Is curator the hero 10th Berlin Biennale doesn’t need?
Titled after the famous song by Tina Turner and including only 46 names, edition 2018 of the Berlin Biennale opens the door to many talented artists which are still to be discovered by the main galleries. But its curatorial statement looks like a missed opportunity.
The 10th Berlin Biennale proves at least two things. First, the day when drawing a border could be enough to create an art exhibition is luckily still far away. Secondly, the human brain is lazy by nature, hence it tends to anchor on the curator’s name – that is one – rather than on the artists’, who are many and generally difficult to memorize.

◆ Recorded information:

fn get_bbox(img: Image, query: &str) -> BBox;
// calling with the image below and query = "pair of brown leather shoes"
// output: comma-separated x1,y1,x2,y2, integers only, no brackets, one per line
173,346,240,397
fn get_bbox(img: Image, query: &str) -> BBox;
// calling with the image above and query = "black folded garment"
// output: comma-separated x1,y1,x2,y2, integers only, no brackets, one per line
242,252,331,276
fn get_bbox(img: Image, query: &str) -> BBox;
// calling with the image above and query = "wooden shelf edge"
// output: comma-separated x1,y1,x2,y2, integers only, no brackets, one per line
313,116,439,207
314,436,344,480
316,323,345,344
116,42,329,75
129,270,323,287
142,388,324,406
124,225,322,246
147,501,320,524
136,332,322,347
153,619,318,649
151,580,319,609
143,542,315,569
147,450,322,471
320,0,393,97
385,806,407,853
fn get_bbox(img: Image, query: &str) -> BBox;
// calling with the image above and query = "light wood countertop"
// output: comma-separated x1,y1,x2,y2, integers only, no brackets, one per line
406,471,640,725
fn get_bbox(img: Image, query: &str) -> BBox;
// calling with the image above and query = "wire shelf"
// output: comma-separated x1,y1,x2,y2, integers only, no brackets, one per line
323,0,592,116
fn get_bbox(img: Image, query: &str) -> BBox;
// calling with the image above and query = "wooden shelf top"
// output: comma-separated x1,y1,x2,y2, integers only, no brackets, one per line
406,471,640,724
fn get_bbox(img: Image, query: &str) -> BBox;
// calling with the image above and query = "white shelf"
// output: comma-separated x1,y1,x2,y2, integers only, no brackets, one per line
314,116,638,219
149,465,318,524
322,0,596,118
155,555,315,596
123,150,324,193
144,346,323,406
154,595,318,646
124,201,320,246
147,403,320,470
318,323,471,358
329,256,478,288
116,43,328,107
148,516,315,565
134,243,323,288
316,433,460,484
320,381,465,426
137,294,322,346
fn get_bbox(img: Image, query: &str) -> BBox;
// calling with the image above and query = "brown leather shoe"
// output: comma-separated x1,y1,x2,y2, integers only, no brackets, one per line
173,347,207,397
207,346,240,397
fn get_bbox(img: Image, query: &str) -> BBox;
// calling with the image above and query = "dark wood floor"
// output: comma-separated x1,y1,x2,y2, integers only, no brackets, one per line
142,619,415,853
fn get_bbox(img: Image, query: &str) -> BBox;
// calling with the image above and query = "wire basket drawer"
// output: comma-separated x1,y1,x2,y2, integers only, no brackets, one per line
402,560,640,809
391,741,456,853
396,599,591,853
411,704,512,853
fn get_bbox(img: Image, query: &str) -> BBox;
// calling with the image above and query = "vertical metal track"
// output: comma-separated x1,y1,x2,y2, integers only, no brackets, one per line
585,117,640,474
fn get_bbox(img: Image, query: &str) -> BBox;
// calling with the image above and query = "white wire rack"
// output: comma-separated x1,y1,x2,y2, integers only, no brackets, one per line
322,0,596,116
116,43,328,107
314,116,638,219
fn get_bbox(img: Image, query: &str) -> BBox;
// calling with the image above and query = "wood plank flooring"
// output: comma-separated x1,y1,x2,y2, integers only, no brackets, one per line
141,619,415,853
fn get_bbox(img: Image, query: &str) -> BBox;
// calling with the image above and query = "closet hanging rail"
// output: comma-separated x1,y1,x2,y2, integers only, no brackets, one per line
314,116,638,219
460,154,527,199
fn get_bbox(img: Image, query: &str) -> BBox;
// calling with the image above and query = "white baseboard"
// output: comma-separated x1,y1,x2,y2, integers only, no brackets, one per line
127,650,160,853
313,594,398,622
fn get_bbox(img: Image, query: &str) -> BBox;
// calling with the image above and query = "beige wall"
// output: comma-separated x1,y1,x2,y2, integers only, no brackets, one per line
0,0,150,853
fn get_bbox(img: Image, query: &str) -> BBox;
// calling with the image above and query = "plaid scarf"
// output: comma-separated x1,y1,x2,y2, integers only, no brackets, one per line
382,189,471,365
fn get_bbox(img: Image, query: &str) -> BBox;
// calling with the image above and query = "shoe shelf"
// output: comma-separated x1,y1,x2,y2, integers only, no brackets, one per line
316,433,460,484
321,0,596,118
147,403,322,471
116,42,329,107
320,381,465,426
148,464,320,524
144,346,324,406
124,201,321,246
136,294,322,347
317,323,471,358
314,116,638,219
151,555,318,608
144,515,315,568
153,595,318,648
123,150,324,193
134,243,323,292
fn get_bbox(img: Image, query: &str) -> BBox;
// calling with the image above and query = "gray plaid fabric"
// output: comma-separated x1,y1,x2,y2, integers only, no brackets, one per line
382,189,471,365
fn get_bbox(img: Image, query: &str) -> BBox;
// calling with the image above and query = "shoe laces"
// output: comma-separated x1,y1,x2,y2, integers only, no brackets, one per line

◆ Requirement 1: Quote the Berlin Biennale article word for word, starting with "Titled after the" and going on through "a missed opportunity.".
◆ Requirement 2: According to the Berlin Biennale article, what is the 2018 edition titled after?
◆ Requirement 3: Write what comes next in the Berlin Biennale article, picking up after its last sentence.

◆ Reply 1:
Titled after the famous song by Tina Turner and including only 46 names, edition 2018 of the Berlin Biennale opens the door to many talented artists which are still to be discovered by the main galleries. But its curatorial statement looks like a missed opportunity.

◆ Reply 2: A famous song by Tina Turner.

◆ Reply 3:
With regards to the first issue it should be noted that, despite key-concepts like Africa or African diaspora are unequivocally present in the four exhibiting venues of this year (KW Institute, Akademie der Künste, ZK/U and Hau Hebbel am Ufer), the 46 protagonists of the 10th Berlin Biennale are first and foremost human beings, rather than citizens of a certain continent, state or city; and as such they ask to be-clearly recognised. Thus, it may be better to leave political, military and economic geography to the multinational corporations’ strategists. When it comes to talking about art these perspectives confuse more than actually help to see better. It’d be better to read the context starting from the artwork, rather than the other way around. And it would also be naive thinking that, as the previous Berlin Biennale dealt with Post Internet because that was the hot-topic of the moment, the current one talks about, or above all, ‘africanness’ for the very same reason. Whether the curator Gabi Ngcobo was born and grew up in Durban, South Africa, shouldn’t really matter. After all, Ngcobo had already collaborated with Berlin Biennale in 2014 and has taken part, two years later, to the curatorial team of the 32nd Sao Paulo Biennale. Africa has been there since ever, like India, or South America – our eyes see only in the direction our head is turned to.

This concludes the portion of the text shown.